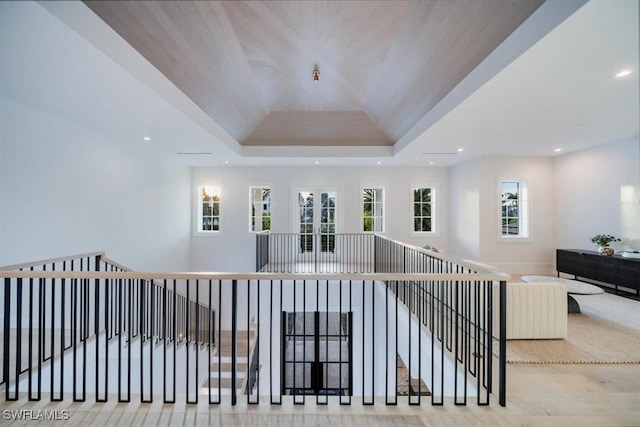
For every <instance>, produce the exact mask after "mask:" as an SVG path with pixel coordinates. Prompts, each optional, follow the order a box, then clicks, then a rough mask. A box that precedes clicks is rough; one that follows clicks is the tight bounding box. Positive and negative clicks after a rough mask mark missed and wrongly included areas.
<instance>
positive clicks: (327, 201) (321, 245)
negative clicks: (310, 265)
mask: <svg viewBox="0 0 640 427" xmlns="http://www.w3.org/2000/svg"><path fill="white" fill-rule="evenodd" d="M296 196H297V205H298V210H297V226H296V232H297V233H298V234H300V253H303V254H304V253H306V252H313V251H314V250H315V249H317V250H319V251H320V252H325V253H334V252H335V248H336V241H335V233H336V230H337V227H338V224H337V215H336V210H337V203H336V199H337V192H336V191H330V190H317V189H310V190H304V191H302V190H301V191H298V192H297V194H296ZM318 201H319V203H318ZM314 233H315V234H316V235H319V236H318V238H316V236H314ZM315 245H319V247H318V248H315Z"/></svg>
* * *
**Required work**
The required output is the exact run of lines from the start of the records through the line containing "positive clicks: (327, 201) (321, 245)", both ends included, with no pictures.

**Task solution**
For every <instance>, produce the exact mask after "mask:" as an SVG path with pixel coordinates. Prompts, each optional, follow the order a box, then clicks, then a rough mask. A box that precedes clicks is rough; one that follows clicks is the tight bounding box. Positive and negative clicks after a rough mask mark missed and wrongly included areas.
<instance>
positive clicks: (327, 201) (321, 245)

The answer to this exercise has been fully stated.